##### Material provided
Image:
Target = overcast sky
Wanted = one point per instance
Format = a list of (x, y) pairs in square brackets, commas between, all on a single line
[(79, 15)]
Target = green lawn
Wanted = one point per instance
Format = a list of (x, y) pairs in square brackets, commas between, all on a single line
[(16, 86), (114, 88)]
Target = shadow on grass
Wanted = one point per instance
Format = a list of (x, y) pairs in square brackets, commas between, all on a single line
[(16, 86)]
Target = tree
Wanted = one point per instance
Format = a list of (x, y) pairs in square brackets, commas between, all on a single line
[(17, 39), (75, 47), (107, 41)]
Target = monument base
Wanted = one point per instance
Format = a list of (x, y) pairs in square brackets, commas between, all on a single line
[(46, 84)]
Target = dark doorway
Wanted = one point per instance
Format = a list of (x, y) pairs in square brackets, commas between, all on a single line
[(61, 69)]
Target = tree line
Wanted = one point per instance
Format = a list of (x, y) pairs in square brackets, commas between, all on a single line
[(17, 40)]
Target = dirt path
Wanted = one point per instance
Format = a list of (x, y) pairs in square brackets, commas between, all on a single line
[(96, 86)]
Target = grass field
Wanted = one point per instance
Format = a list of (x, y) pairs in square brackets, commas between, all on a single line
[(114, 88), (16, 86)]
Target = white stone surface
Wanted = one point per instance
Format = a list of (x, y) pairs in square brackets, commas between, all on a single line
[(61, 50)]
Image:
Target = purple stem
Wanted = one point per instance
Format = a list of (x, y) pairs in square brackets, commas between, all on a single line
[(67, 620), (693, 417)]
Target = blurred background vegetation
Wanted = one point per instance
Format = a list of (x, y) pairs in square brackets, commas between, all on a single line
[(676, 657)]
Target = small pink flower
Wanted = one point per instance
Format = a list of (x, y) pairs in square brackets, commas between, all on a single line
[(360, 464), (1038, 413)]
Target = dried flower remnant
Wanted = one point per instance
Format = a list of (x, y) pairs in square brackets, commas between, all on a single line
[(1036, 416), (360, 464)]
##########
▶ [What needs to be done]: Repeat the data from the line containing "Target = monument base" through the end, keeping every line, and scale each x and y coordinate in the point lists by 0.95. Round to whole numbers, with halves rounded up.

▶ [Final result]:
Target = monument base
Wanted = one point per instance
Format = a list of (x, y) pairs in square brackets, commas between, all on a single line
[(44, 80)]
Target = dark doorway
Wanted = one point per instance
Format = a list of (x, y) pairs in square brackets, commas between, all on a single line
[(58, 66)]
Target = tree line
Wanted = one point per instance
Format = a list of (x, y) pairs in square brackets, commas between, all on a single line
[(16, 38)]
Target = dirt path
Wanted = one point per instance
Format = a list of (x, y) pairs in square brackets, commas between, all on a single line
[(91, 82)]
Target = grass field
Wanted = one point per instance
Format = a list of (x, y) pairs in square brackets, commas between, all on a single line
[(108, 84), (15, 82)]
Target = white stone surface
Wanted = one point per instance
Format = a list of (x, y) pairs in square brackets, commas between, all on a single line
[(58, 48)]
Image:
Target = purple stem
Wanted = one point per instance
Format = a list of (x, y) pairs in square brackets, commas between, all on a single line
[(64, 589), (658, 396)]
Target = blurred background vegetation
Wanted = one point per instance
Format = a list of (x, y) pairs in square brackets, commas between, all on a single line
[(642, 624)]
Target = small pink flower
Wanted = one point per instance
Format = a list of (x, y) pairs in square brackets, commas between, all on a single line
[(342, 441), (986, 392)]
Target = dried flower remnant
Wanted = one point per instance
Format = a list of (x, y) pairs in square brackets, commas between, all on a single line
[(984, 395), (342, 441)]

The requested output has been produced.